## EXERCISE GOAL
Output, exactly as written, the lines of the data below from the one containing "Might I trouble you for the coordinates of the water heater" to the end.

Segment Open

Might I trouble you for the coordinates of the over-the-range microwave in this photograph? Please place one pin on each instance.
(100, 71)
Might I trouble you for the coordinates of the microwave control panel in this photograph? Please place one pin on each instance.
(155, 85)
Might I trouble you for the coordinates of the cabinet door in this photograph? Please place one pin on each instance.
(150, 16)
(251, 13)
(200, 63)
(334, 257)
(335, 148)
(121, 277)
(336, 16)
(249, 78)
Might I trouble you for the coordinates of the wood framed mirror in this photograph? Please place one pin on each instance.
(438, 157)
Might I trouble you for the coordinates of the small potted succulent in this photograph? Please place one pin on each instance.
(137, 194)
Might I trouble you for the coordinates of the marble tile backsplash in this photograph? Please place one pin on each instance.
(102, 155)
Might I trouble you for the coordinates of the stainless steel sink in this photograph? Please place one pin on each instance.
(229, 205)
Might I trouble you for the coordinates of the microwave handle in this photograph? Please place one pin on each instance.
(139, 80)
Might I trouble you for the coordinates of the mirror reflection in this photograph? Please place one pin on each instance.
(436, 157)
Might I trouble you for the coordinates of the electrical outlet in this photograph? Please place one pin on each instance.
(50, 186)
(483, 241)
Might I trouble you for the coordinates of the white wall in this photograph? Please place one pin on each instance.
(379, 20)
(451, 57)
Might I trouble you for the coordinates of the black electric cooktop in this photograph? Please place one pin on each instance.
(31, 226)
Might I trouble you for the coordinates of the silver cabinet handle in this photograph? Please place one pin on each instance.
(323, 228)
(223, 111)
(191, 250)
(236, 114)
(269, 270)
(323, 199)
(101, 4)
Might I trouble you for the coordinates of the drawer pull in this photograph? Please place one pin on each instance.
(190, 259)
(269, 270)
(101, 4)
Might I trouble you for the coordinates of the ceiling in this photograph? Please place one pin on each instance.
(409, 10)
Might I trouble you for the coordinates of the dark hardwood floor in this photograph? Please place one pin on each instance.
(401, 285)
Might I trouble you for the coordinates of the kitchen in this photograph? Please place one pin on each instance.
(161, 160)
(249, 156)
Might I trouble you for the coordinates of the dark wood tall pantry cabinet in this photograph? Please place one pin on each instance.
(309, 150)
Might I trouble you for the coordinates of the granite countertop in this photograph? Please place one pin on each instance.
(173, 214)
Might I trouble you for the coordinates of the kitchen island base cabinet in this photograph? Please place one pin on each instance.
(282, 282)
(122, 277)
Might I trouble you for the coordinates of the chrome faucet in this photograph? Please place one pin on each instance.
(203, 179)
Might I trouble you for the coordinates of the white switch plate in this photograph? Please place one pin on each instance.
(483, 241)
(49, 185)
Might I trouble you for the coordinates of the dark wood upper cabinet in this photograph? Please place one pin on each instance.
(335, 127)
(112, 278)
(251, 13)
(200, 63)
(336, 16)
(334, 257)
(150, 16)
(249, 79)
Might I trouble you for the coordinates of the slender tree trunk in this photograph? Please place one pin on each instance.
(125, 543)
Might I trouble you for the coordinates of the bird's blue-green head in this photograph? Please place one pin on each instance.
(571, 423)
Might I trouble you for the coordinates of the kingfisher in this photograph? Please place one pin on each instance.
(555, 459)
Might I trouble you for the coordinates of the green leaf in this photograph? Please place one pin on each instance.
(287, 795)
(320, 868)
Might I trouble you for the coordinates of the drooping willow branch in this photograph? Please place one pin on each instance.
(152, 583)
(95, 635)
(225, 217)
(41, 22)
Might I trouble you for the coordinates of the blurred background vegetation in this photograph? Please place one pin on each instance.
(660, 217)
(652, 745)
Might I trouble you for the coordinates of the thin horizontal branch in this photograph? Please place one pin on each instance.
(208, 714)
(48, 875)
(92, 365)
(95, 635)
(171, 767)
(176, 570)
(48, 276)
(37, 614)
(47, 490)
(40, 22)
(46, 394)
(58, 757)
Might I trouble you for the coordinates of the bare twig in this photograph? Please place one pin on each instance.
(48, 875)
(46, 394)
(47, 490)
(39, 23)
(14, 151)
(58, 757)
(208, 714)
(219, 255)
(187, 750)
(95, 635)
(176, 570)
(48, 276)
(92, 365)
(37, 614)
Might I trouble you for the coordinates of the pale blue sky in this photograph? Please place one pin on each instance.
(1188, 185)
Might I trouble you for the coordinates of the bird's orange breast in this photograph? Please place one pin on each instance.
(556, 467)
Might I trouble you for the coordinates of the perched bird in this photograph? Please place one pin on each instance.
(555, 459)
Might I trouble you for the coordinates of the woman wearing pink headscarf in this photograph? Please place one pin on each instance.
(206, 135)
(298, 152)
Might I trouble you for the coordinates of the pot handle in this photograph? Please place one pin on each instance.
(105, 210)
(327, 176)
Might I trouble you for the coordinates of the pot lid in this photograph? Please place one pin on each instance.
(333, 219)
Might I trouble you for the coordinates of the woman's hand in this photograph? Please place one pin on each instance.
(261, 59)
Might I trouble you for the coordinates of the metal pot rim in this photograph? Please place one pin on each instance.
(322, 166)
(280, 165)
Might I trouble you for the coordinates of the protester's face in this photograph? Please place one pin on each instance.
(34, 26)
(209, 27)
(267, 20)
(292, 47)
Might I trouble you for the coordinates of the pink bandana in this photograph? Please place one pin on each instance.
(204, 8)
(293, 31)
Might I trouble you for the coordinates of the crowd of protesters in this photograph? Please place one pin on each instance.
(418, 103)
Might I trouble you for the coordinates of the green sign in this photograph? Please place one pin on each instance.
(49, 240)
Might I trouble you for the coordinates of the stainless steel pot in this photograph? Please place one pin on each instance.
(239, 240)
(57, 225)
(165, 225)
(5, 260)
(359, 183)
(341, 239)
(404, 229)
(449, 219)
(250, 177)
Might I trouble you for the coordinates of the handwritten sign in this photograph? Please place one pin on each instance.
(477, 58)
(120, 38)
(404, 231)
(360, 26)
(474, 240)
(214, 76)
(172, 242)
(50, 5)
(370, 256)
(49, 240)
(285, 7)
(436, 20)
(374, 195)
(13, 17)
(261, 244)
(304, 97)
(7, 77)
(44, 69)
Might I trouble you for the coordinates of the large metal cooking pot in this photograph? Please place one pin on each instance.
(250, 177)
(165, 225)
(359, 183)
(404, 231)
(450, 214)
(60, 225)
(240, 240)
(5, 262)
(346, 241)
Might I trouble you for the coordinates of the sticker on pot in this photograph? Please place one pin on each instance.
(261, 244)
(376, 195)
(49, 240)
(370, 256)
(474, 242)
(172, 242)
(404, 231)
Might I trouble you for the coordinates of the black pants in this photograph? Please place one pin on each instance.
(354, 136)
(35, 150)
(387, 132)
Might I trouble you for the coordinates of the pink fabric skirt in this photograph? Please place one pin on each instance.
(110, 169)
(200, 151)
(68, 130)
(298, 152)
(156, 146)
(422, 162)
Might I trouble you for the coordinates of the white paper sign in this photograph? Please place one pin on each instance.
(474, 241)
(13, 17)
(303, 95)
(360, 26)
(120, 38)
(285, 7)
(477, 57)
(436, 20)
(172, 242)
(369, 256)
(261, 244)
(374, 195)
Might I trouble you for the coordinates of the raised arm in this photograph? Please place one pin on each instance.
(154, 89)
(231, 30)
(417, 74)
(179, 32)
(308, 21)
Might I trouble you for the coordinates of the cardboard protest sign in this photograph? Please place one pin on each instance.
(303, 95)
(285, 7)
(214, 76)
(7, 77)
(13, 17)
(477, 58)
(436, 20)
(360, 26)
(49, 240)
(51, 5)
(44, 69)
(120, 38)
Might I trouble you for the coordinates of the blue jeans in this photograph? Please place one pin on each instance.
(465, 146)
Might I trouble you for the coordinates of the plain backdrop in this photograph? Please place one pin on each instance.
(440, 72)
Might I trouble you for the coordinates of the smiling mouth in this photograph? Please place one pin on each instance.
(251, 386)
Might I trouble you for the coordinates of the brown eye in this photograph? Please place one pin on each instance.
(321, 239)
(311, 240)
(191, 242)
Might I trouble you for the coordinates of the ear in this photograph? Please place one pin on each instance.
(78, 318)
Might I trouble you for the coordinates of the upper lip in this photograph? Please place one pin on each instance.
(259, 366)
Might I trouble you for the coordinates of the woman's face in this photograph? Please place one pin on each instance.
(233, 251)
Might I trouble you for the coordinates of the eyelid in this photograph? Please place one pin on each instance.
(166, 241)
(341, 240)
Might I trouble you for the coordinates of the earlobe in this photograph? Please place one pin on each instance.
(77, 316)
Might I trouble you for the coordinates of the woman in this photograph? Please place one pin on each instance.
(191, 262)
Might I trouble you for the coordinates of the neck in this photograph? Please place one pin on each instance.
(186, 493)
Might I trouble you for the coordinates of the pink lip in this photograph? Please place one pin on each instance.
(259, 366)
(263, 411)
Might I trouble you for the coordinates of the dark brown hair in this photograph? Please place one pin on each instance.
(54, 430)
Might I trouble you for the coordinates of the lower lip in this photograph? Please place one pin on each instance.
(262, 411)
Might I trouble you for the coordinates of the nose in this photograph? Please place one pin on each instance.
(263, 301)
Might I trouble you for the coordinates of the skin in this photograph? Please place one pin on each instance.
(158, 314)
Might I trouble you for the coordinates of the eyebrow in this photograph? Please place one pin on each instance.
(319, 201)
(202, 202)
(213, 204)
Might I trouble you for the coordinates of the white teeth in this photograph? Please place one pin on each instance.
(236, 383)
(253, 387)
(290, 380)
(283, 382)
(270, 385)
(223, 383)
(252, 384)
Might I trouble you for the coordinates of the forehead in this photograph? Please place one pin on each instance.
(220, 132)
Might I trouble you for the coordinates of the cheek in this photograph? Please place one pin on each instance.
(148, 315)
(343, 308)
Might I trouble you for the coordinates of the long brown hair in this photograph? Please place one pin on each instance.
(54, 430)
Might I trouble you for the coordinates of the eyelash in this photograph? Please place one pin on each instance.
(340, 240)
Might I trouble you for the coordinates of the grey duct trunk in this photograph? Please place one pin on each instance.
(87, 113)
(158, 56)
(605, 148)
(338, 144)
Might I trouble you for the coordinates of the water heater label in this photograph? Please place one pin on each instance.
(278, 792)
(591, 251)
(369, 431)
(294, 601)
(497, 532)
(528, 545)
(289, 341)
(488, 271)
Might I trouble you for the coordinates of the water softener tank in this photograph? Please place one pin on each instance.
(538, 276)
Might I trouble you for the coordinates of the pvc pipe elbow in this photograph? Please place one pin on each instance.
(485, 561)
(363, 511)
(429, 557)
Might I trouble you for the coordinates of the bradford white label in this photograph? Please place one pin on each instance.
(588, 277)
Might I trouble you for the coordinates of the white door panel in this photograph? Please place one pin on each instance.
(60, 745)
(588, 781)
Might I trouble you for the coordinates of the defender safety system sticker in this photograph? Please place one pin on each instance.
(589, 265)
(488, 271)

Segment Closed

## ANSWER BOX
Might I trouble you for the coordinates of the water heater label in this photograph? Please place one pin on each instance.
(278, 792)
(591, 251)
(369, 431)
(294, 601)
(497, 532)
(528, 545)
(289, 341)
(488, 271)
Might I trouble you for the coordinates of the water softener tank in this photograph? Please place one pin on each instance.
(538, 276)
Might I trouble you for the coordinates of the pvc pipe elbow in this photograph? Please place one pin on each instance.
(485, 561)
(363, 511)
(429, 557)
Might I trouble you for the coordinates of the bradford white label in this photograph? Please place one pin on each instance.
(588, 277)
Might I trouble you for the coordinates of the white door panel in this photograph? Please place one pin on each instance.
(60, 745)
(588, 781)
Might I trouble you for the coordinates of the defender safety system sticker in this photograph? Please place one pin on each instance.
(589, 265)
(488, 271)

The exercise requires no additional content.